[Referring expression pointing data]
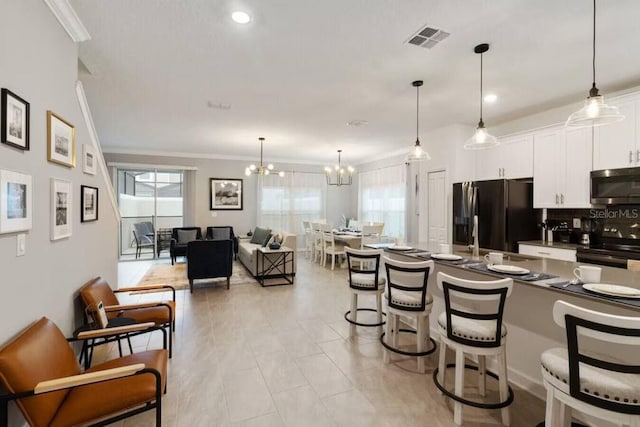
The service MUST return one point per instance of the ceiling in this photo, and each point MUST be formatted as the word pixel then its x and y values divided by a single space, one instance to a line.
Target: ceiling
pixel 179 76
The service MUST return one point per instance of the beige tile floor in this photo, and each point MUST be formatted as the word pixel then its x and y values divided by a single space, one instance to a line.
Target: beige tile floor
pixel 282 356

What you will do ::
Copy the records exactly. Skip the images.

Finished exercise ::
The service MUST return one point per instance of the ceiling in this photo, and each point MUST be formatted as the word pixel then its x and y values divided by a single space, one instance to a line.
Target: ceiling
pixel 179 76
The service MUST return one point per instance of the beige tile floor in this photo, and each point MUST be formatted as the word pixel then its x and y values divided by a single space, one instance to a line.
Target: beige tile floor
pixel 282 356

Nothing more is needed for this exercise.